» **What the exercise asks**
Retype the complete listing exactly as it appears.

» **Information shown**
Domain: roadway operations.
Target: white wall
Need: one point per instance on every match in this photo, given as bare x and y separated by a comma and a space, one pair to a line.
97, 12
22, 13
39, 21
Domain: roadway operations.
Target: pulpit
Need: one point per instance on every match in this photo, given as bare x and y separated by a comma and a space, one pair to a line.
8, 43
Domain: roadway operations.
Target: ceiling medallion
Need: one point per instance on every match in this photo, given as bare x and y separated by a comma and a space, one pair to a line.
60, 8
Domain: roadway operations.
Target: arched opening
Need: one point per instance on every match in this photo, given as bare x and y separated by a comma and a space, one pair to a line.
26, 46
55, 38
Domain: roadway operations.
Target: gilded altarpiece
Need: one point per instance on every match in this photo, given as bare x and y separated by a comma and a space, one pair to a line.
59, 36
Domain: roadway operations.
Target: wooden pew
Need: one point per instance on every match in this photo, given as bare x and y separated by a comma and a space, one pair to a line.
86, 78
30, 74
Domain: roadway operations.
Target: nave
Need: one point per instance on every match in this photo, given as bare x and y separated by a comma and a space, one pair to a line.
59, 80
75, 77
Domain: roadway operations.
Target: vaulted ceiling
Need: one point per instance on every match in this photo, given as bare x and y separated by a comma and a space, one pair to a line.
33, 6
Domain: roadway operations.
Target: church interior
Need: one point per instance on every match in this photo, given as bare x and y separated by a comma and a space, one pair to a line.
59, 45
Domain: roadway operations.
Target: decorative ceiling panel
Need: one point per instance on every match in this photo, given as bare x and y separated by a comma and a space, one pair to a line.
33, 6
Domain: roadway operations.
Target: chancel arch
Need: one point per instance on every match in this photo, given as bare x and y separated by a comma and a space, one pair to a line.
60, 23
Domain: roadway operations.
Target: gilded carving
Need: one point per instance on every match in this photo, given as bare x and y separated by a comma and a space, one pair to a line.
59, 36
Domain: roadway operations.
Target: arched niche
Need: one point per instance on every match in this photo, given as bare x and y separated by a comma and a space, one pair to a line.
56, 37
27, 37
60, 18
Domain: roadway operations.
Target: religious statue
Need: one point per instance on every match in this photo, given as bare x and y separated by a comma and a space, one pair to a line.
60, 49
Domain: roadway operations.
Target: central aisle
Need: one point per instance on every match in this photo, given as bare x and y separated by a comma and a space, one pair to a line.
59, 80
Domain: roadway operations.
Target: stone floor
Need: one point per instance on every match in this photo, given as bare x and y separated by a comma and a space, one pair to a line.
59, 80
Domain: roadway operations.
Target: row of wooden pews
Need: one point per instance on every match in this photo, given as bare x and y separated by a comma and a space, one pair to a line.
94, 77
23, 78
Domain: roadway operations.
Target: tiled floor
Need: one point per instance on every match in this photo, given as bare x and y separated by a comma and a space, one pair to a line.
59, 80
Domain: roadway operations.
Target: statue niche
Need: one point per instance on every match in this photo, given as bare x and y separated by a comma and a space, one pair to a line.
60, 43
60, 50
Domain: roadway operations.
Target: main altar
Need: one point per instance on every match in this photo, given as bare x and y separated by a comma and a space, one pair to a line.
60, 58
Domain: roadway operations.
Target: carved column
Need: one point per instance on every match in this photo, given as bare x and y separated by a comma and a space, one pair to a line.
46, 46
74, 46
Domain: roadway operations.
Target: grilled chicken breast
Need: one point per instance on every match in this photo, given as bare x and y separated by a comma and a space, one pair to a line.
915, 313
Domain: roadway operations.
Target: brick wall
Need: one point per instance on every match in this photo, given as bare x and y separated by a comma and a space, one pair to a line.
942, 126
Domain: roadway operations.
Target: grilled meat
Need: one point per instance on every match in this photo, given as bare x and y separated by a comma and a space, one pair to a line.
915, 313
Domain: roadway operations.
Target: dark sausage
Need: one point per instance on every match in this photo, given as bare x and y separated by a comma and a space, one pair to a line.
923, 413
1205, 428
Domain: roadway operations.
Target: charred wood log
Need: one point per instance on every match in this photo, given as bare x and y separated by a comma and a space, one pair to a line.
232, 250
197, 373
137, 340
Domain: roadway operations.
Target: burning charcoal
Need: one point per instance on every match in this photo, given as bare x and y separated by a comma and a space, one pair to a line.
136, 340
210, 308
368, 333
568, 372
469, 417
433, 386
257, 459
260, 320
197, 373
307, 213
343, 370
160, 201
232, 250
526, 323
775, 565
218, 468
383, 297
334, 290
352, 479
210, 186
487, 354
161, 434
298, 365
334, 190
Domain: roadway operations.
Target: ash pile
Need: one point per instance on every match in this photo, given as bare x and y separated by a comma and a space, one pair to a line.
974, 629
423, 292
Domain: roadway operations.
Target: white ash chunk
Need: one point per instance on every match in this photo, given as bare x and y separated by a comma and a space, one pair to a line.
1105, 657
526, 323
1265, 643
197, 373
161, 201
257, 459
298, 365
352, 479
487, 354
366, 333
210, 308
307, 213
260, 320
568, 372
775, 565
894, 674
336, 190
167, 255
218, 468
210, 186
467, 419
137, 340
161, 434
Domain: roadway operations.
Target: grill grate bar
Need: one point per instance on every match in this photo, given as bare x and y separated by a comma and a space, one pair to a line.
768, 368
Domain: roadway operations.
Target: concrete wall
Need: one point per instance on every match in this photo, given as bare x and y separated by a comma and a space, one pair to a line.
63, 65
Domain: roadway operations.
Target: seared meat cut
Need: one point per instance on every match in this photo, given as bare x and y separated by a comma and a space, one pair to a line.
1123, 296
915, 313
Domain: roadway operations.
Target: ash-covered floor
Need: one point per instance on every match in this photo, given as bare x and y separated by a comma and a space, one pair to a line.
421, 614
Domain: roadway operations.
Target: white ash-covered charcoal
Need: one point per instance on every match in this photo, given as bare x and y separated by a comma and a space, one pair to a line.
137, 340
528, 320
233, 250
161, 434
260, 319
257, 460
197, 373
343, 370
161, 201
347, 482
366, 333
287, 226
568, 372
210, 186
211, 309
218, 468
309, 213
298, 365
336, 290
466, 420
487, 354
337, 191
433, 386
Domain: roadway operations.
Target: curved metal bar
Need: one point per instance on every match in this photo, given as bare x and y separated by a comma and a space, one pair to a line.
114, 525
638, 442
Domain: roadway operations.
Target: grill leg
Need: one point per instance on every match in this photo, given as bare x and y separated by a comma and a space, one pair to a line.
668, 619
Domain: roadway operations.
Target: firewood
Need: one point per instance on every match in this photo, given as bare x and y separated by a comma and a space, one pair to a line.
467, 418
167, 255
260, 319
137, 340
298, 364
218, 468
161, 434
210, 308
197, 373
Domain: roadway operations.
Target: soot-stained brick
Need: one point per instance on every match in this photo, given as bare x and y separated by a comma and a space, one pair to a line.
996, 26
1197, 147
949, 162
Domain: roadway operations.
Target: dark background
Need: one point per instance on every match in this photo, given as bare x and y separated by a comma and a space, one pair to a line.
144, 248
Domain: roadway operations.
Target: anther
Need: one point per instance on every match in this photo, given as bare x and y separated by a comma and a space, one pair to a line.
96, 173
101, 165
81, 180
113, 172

» **Answer to the problem**
Domain: roadway operations.
Target: white wall
Need: one point per instance on every match in this photo, given as bare x and y separated by a comma and a space, one pair to a line.
97, 12
22, 13
39, 21
Domain: roadway operations.
Target: pulpit
Need: one point per instance on every match in this photo, given as bare x and y separated by a comma and a space, one pair to a line.
8, 43
Domain: roadway operations.
Target: ceiling medallion
Need: one point per instance on every match in this photo, given as bare x and y separated by a comma and a space, one pair to a line.
60, 8
Domain: roadway operations.
Target: arched opening
Need: one point per instance on every match in this photo, given as bare x and y separated by a comma and a space, one pair to a line.
26, 46
55, 38
Domain: roadway operations.
Target: gilded altarpiece
Need: one point per instance on every match in this photo, given as bare x and y separated by a comma and a space, one pair to a line.
59, 36
Domain: roadway operations.
Target: wooden pew
Need: one point per instance on every match in this photo, given as bare x and y separated by a comma and a space, one pair to a line.
86, 78
30, 74
Domain: roadway operations.
Target: nave
Need: one point per instance on every match in this photo, given as bare x and y separated by a comma and a space, one pair to a line.
59, 80
75, 77
Domain: roadway operations.
Target: vaulted ceiling
Need: one point per instance on every match in this photo, given as bare x and y separated by a comma and a space, one pair to a line.
33, 6
Domain: roadway operations.
Target: church interior
Need: one point per instance on every match in this photo, given as bare x and y separated by a comma and a space, one pair to a line.
59, 45
Domain: roadway operations.
Target: decorative ceiling panel
Need: one point per instance on every match in this photo, given as bare x and y separated by a comma and a space, one pair to a line.
33, 6
Domain: roadway operations.
Target: chancel arch
Need: one point per instance on every match in this photo, given as bare x and y separated by a comma and a space, one pair to a line.
60, 23
Domain: roadway operations.
Target: gilded carving
Need: one point per instance on every match in this photo, given as bare x and y separated by a comma and a space, one pair to a line.
59, 36
Domain: roadway operations.
Target: arched niche
Need: one point per instance on every match in this photo, given as bare x and y separated by a comma and a space, one pair to a line.
56, 37
27, 37
60, 18
Domain: roadway operations.
Target: religious statue
Need: one point per instance on every match in this photo, given as bare x and y separated by a comma and a space, one pair to a line.
60, 49
Domain: roadway operations.
Target: central aisle
Need: one point per instance on every match in this photo, given as bare x and y separated by a comma and a space, one pair to a line.
59, 80
Domain: roadway operations.
Target: stone floor
Need: one point per instance on every match in this photo, given as bare x and y separated by a comma and a space, one pair to a line.
59, 80
Domain: roadway operations.
Target: row of wooden pews
Need: one point per instance on every match in this photo, given as bare x and y separated by a comma and a space, one pair to a line.
94, 77
23, 78
Domain: roadway operations.
Target: tiled floor
Need: one point per instance on every match in this photo, given as bare x and y separated by a comma and a space, one pair to a line.
59, 80
Domain: roadway operations.
Target: statue niche
Need: one point per instance on every match in this photo, given as bare x and y separated by a comma and a space, one pair to a line.
60, 43
60, 50
Domain: roadway operations.
Target: main altar
Need: one point per instance on every match in this photo, given as bare x and y separated by a comma and a space, one pair to a line.
60, 58
Domain: roadway operations.
Target: carved column
Need: one point per instance on every match in this photo, given as bare x and y separated by a comma and a space, one pair to a line.
46, 46
74, 46
Domain: roadway operations.
Target: grilled chicken breast
Need: one point per instance on every match in this photo, given as bare x and y separated by a comma and a space, one pair to a line.
915, 313
Domain: roadway operations.
Target: brick wall
Need: one point per instance on every match in this photo, given as bare x and y separated by a comma and a space, one pair to a line.
942, 126
Domain: roadway operations.
Target: grilled meat
Need: one point per instance on every match in this photo, given as bare x and y separated by a comma and a space, one pair to a line.
915, 313
Domain: roadway operations.
Target: dark sausage
Need: one point per instance on every match in this photo, given as bare x and y separated by a comma and a space, one pair to a line.
923, 413
1205, 428
Domain: roadway operations.
Target: charred wood log
Need: one point per instance on every match in this photo, given as bare x and y separated by a comma and a space, one pair to a line.
232, 250
197, 373
137, 340
Domain: roadway operations.
Target: burning charcoal
Need: one point per instance on every match in this photo, given as bare x and y separated by a comma and a space, one pair to a line.
136, 340
210, 308
368, 333
568, 372
469, 417
433, 386
257, 459
260, 320
197, 373
307, 213
343, 370
160, 201
232, 250
526, 323
775, 565
218, 468
383, 297
334, 290
352, 479
210, 186
487, 354
161, 434
298, 365
334, 190
Domain: roadway operations.
Target: ash pile
Need: one point per instance on every match in this photo, given as bare x and y separated by a comma and a space, one pair to a line.
974, 629
423, 292
Domain: roadway operations.
Target: white ash chunk
Need: one point per instance on every match in this photo, given as bare x and y separated by a comma and a space, one pair to a line.
1105, 657
526, 323
1265, 643
197, 373
161, 201
257, 459
298, 365
352, 479
487, 354
366, 333
210, 308
307, 213
260, 320
568, 372
775, 565
894, 674
336, 190
167, 255
218, 468
210, 186
467, 419
137, 340
161, 434
Domain: roadway operations.
Target: grill grate bar
Need: one point per instance on every match in this photo, given as bare x and y separated by a comma and a space, one pair to a line.
768, 368
Domain: roadway operations.
Target: concrete wall
Need: one point per instance on every match in this photo, given as bare x and y separated by a comma and a space, one pair to a line.
63, 65
Domain: roadway operations.
Target: seared meat cut
Need: one point per instance on every match in this photo, given as bare x and y separated by a comma and a space, one pair to a line.
1123, 296
915, 313
Domain: roadway operations.
Target: ash-covered floor
Need: one point per instance on every match in this photo, given as bare x and y separated by a comma and a space, one pair to a line.
421, 614
Domain: roadway operations.
Target: white ash-covered charcoal
Need: one point per instance on every match in this photo, given as bare x and y separated by a comma and a space, one pair to a line.
137, 340
528, 320
233, 250
161, 434
260, 319
257, 460
197, 373
343, 370
161, 201
347, 482
366, 333
287, 226
568, 372
210, 186
211, 309
218, 468
309, 213
298, 365
336, 290
466, 420
487, 354
337, 191
433, 386
Domain: roadway operations.
Target: curved metal bar
Need: one point per instance on every match in this photo, given as bare x and y separated by a comma and a space, one pair to a line.
114, 525
638, 442
Domain: roadway operations.
Target: grill leg
Need: one point per instance on every match in this photo, given as bare x and y separated by a comma and a space, one pair to a line.
668, 619
Domain: roadway operations.
Target: firewood
Need: one point per instance on every match in this photo, given as bare x and y separated by a comma and a space, one pair to a line.
467, 418
167, 255
260, 319
137, 340
298, 364
218, 468
161, 434
210, 308
197, 373
Domain: roadway operations.
Target: soot-stained brick
Need: one point per instance on every match in this photo, given as bare x and y separated by a comma and a space, one pair to a line.
996, 26
1197, 147
949, 162
Domain: roadway operations.
Target: dark background
Need: one point per instance on every match in this photo, given as bare x and y separated by a comma and a space, one pair to a line.
144, 248
Domain: roadway operations.
Target: anther
Need: one point per instance on every match in this photo, given as bare x and y separated by a comma and a space, one pair to a line.
96, 173
101, 165
81, 180
113, 172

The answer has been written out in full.